▶ _INSTRUCTION_:
Each line of the material below should be reproduced exactly.

-- begin AVAILABLE DATA --

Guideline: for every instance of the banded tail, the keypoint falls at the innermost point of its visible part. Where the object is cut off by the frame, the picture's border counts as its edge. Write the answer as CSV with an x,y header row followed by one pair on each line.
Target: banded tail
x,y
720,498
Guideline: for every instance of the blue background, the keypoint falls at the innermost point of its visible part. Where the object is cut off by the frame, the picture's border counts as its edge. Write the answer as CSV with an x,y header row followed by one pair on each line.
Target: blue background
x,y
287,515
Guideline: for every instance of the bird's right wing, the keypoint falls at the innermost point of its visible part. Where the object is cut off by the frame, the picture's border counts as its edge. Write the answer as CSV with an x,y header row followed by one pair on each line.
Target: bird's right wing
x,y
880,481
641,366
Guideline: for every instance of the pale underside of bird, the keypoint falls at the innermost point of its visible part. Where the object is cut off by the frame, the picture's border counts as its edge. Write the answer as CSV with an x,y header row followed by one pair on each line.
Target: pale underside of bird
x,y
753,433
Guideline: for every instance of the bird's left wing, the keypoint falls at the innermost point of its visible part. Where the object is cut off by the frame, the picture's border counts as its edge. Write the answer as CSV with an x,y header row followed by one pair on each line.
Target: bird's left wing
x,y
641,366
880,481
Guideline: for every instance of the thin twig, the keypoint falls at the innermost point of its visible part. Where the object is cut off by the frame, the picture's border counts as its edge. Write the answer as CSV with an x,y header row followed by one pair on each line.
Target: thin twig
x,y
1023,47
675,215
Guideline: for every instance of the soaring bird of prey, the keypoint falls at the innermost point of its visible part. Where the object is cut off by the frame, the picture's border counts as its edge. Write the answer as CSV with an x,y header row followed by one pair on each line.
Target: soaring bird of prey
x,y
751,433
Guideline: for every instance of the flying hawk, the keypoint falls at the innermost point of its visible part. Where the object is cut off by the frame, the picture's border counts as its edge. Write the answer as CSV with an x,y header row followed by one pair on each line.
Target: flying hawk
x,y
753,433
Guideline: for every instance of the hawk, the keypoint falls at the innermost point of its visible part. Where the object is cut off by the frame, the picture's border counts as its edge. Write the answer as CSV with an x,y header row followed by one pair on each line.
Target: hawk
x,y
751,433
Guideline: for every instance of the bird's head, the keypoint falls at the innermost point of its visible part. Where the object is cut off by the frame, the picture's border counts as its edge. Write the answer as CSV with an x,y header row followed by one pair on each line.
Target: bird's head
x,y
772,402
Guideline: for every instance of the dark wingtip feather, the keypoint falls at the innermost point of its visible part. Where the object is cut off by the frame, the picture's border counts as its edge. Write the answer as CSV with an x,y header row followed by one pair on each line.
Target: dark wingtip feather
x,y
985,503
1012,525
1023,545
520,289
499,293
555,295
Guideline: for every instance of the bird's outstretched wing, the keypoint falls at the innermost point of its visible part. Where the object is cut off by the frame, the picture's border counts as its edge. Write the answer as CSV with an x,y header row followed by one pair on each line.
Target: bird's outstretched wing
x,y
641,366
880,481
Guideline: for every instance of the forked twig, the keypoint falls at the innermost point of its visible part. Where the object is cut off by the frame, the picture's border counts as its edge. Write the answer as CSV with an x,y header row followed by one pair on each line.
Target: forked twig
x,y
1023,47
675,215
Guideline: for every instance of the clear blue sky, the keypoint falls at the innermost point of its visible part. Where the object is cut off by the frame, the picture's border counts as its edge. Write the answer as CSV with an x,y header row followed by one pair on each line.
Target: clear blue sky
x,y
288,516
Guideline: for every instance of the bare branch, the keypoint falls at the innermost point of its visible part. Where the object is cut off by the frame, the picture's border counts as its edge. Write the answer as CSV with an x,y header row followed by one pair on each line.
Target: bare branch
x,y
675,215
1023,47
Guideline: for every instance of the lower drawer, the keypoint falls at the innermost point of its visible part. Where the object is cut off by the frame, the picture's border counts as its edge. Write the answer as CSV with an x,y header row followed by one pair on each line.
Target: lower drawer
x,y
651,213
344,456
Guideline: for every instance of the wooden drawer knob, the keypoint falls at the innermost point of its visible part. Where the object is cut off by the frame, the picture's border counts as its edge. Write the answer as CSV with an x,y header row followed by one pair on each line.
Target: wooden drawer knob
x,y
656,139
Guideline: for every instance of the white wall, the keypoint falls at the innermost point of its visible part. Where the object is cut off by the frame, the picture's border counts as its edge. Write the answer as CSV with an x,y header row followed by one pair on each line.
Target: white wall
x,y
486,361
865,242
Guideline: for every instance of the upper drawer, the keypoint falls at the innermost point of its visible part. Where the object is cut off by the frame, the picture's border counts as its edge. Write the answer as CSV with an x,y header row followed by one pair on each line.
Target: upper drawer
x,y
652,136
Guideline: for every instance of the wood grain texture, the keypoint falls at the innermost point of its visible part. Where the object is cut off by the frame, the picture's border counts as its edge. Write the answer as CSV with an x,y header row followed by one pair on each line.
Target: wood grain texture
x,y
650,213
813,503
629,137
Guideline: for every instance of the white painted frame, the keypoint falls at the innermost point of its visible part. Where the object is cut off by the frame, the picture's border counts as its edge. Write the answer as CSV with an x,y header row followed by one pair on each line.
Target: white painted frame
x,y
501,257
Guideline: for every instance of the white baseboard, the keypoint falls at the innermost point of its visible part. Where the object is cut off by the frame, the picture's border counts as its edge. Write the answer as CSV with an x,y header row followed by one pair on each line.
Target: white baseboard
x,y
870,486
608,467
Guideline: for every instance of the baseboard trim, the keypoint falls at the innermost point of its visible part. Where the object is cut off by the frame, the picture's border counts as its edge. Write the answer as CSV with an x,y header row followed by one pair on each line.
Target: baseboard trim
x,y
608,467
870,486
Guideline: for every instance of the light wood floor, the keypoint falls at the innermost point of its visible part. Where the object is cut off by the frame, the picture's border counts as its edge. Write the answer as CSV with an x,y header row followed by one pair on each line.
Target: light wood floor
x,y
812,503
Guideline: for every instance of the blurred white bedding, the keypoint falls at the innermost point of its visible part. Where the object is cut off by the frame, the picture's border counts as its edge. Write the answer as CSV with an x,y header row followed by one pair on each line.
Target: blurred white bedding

-- end AVAILABLE DATA --

▶ _COMPLETE RESPONSE_:
Guideline: for every instance of the banded tail, the keypoint falls at the innermost point of its visible part. Where the object is cut off by the frame, the picture's border counts as its edge. Write the answer as CSV with an x,y header row followed by one pair on each line.
Target: banded tail
x,y
720,498
Guideline: for every instance of the blue background, the keypoint falls at the innermost point of its visible part. Where the object is cut off by the frame, the picture's border counts as its edge. Write the answer as CSV with an x,y header row followed by one pair on each line.
Target: blue background
x,y
287,515
Guideline: for every instance of the bird's right wing, the keypoint falls at the innermost point of its visible part. Where the object is cut off by the frame, the picture's border counts as its edge. Write the answer as CSV with an x,y header row followed by one pair on each line.
Target: bird's right wing
x,y
880,481
641,366
Guideline: for every instance of the pale underside of bird, the keypoint falls at the innermost point of its visible part. Where the object is cut off by the frame, the picture's border counts as its edge. Write the answer as CSV with an x,y header row followed by one pair on each line.
Target: pale underside of bird
x,y
753,433
Guideline: for every instance of the bird's left wing, the keypoint falls at the innermost point of its visible part. Where the object is cut off by the frame, the picture's border counts as its edge. Write the answer as CSV with an x,y header row followed by one pair on each line.
Target: bird's left wing
x,y
641,366
880,481
Guideline: for every instance of the thin twig, the keypoint falls at the innermost point of its visible part. Where the object is cut off by the frame, the picture's border counts as its edge. Write the answer as CSV with an x,y header row followed by one pair on each line.
Target: thin twig
x,y
1023,47
675,215
Guideline: for every instance of the soaring bird of prey, the keypoint falls at the innermost point of its visible part. Where the object is cut off by the frame, the picture's border counts as its edge. Write the answer as CSV with an x,y header row followed by one pair on each line.
Target: soaring bird of prey
x,y
751,433
Guideline: for every instance of the flying hawk, the keypoint falls at the innermost point of its visible part. Where the object is cut off by the frame, the picture's border counts as its edge. Write the answer as CSV with an x,y header row followed by one pair on each line.
Target: flying hawk
x,y
753,433
Guideline: for every instance of the hawk, the keypoint falls at the innermost point of its visible part. Where the object is cut off by the frame, the picture's border counts as its edge. Write the answer as CSV with an x,y header row followed by one pair on each line.
Target: hawk
x,y
751,433
Guideline: for every instance of the bird's head, the keypoint falls at the innermost point of its visible part. Where the object is cut off by the frame, the picture's border counts as its edge. Write the answer as CSV with an x,y header row followed by one pair on each line.
Target: bird's head
x,y
772,402
Guideline: for every instance of the dark wingtip feather, the keypoint falls at the innermost point of its visible part. Where the object is cut off by the frame, the picture's border counts as its edge. Write the answer as CSV with an x,y header row followed by one pair on each line.
Target: dark wingtip feather
x,y
985,503
1012,525
1023,545
520,289
499,293
555,295
Guideline: for every instance of the bird's outstretched wing, the keypoint falls at the innermost point of its visible part. Where the object is cut off by the frame, the picture's border counts as its edge. Write the answer as CSV with an x,y header row followed by one pair on each line.
Target: bird's outstretched wing
x,y
641,366
880,481
Guideline: for every instance of the forked twig, the keypoint falls at the innermost point of its visible part. Where the object is cut off by the frame, the picture's border counts as its edge. Write the answer as CSV with an x,y header row followed by one pair on each line.
Target: forked twig
x,y
1023,47
675,215
Guideline: for every instance of the clear blue sky, the keypoint falls at the innermost point of its visible part. Where the object is cut off by the frame, the picture's border counts as its edge. Write the answer as CSV with an x,y header row followed by one pair on each line.
Target: clear blue sky
x,y
288,516
Guideline: for every instance of the bare branch, the keypoint falls at the innermost point of its visible part. Where the object is cut off by the frame, the picture's border counts as its edge. Write the answer as CSV with an x,y header row followed by one pair on each line.
Target: bare branch
x,y
675,215
1023,47
Guideline: for every instance of the lower drawer, the keypoint falls at the innermost point of its visible part. Where the object is cut off by the frame, the picture's border counts as its edge. Write the answer as CSV with an x,y header row followed by one pair on each line.
Target: lower drawer
x,y
651,213
344,456
Guideline: for every instance of the wooden drawer knob, the keypoint falls at the innermost point of its visible part. Where the object is cut off by the frame, the picture's border counts as its edge. Write the answer as CSV with an x,y header row followed by one pair on each line.
Target: wooden drawer knob
x,y
656,139
Guideline: for every instance of the white wall, the keypoint falls at the innermost point of its visible part. Where the object is cut off by the frame, the picture's border counts as its edge. Write the answer as CSV with an x,y header row followed by one pair on each line.
Target: white wall
x,y
486,361
865,242
Guideline: for every instance of the upper drawer, the keypoint falls at the innermost point of its visible part. Where the object is cut off by the frame, the picture's border counts as its edge. Write the answer as CSV with an x,y header row followed by one pair on each line.
Target: upper drawer
x,y
652,136
Guideline: for every instance of the wood grain texture, the keypoint falls at the innermost point of its visible part. Where the object is cut off by the frame, the picture's border counts as its edge. Write the answer as CSV with an x,y header row followed by one pair on each line.
Target: wood grain texture
x,y
650,213
813,503
629,137
Guideline: for every instance of the white painted frame, the keypoint falls at the innermost point of its visible part. Where the object is cut off by the frame, the picture's border counts as its edge. Write the answer as CSV with an x,y header row followed by one pair on each line.
Target: white painted frame
x,y
501,257
Guideline: for every instance of the white baseboard, the keypoint falls at the innermost point of its visible part. Where the object is cut off by the frame, the picture's border counts as its edge. Write the answer as CSV with an x,y header row followed by one pair on each line.
Target: white baseboard
x,y
870,486
608,467
Guideline: for every instance of the baseboard trim, the keypoint falls at the innermost point of its visible part. Where the object is cut off by the frame, the picture's border counts as its edge. Write the answer as CSV with an x,y header row followed by one pair on each line.
Target: baseboard trim
x,y
608,467
870,486
Guideline: for every instance of the light wood floor, the keypoint falls at the innermost point of its visible part. Where the object is cut off by the frame, the picture's border counts as its edge. Write the answer as CSV with an x,y header row followed by one pair on each line.
Target: light wood floor
x,y
812,503
Guideline: for every instance of the blurred white bedding, the keypoint falls at the innermost point of its visible part. Where the object is cut off by the frame, the picture's border counts as its edge. Write the answer as CSV with an x,y header row followed by one pair on each line.
Target: blurred white bedding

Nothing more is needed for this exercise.